What the task requires:
Report each line below that contains the string "metal", reproducing every such line in full.

-- Material supplied start --

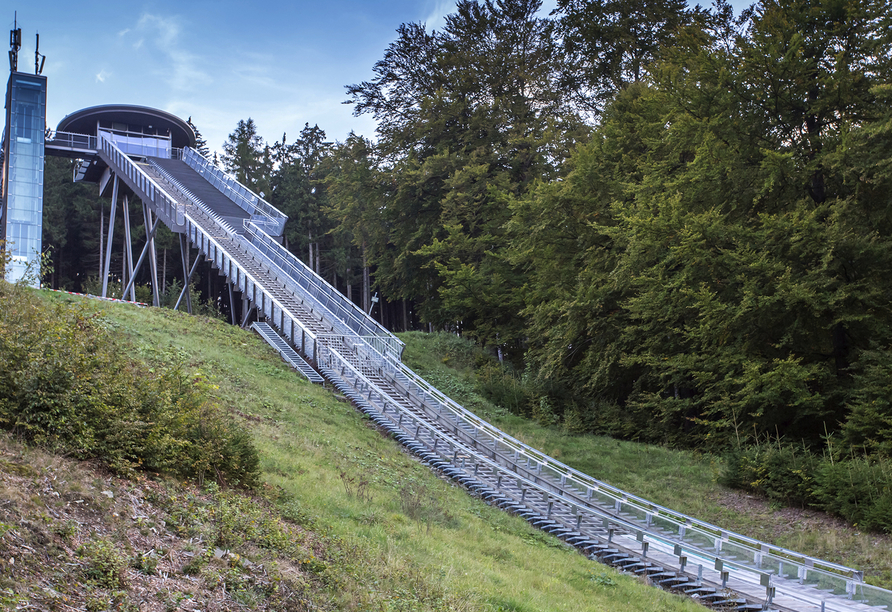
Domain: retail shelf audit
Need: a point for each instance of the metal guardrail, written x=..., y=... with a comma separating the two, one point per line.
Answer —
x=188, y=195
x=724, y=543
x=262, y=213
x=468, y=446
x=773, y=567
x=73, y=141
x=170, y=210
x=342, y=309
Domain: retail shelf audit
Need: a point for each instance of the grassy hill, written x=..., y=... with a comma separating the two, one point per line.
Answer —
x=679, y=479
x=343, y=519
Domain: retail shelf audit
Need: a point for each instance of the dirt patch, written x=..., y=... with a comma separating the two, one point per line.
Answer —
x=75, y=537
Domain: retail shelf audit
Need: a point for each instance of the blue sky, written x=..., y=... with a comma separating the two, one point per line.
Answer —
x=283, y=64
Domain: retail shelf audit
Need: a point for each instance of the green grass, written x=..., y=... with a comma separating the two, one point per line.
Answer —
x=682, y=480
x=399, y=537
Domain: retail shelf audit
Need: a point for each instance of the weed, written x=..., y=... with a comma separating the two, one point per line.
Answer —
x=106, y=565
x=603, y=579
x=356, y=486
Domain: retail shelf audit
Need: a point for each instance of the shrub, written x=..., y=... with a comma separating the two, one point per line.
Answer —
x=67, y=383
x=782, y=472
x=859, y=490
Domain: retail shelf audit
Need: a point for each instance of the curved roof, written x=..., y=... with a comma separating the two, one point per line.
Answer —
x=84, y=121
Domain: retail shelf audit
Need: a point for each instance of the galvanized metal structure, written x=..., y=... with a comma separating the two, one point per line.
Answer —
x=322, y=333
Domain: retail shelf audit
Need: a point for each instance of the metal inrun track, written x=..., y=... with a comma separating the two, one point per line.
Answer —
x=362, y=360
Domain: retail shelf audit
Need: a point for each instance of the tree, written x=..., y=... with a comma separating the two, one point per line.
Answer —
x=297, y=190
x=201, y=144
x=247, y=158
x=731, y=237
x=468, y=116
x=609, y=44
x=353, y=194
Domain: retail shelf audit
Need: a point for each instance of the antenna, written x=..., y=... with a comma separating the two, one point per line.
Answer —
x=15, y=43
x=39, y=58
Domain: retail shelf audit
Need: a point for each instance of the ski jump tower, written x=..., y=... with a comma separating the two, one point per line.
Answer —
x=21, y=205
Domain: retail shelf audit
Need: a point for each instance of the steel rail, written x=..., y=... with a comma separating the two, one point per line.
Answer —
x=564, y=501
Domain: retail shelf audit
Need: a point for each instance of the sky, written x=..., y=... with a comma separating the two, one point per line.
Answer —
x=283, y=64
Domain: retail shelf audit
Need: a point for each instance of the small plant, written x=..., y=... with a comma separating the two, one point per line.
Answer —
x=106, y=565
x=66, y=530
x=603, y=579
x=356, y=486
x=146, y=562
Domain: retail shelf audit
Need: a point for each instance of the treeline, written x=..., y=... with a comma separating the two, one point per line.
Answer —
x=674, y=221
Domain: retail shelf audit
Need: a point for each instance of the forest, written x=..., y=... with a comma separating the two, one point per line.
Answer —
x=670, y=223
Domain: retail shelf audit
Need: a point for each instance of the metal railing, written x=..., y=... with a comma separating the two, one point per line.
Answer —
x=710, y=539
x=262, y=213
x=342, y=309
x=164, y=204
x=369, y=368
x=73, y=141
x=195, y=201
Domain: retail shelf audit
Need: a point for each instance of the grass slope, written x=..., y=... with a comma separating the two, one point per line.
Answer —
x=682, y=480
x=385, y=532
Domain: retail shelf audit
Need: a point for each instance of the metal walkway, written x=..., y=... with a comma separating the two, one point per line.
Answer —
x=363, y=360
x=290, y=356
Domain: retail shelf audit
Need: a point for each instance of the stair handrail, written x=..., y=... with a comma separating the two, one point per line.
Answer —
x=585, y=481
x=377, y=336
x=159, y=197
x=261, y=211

-- Material supplied end --
-- Material supplied start --

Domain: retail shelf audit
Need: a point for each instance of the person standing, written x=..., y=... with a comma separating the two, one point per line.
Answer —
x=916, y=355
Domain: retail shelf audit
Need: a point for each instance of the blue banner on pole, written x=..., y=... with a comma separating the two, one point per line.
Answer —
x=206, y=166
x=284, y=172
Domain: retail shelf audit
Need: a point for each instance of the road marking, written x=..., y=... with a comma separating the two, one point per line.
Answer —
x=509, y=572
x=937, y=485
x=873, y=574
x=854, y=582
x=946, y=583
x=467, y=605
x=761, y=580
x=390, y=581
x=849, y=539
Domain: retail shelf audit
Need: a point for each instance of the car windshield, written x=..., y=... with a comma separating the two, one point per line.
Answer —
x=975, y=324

-- Material supplied end --

Right answer:
Need: a point for each instance of the metal guardrail, written x=..., y=... with a comma separating the two, one point per line.
Need: a point for each instance of the galvanized metal structure, written x=..., y=... with a comma separating the two, one point per line.
Need: a point for each instance of the metal inrun track, written x=..., y=... with a comma separating the two, one point per line.
Need: a point for each instance of the metal railing, written x=..., y=... with a comma separating the two, one point per line.
Need: a point for each instance of the metal walkway, written x=..., y=... with a comma separating the two, one point per line.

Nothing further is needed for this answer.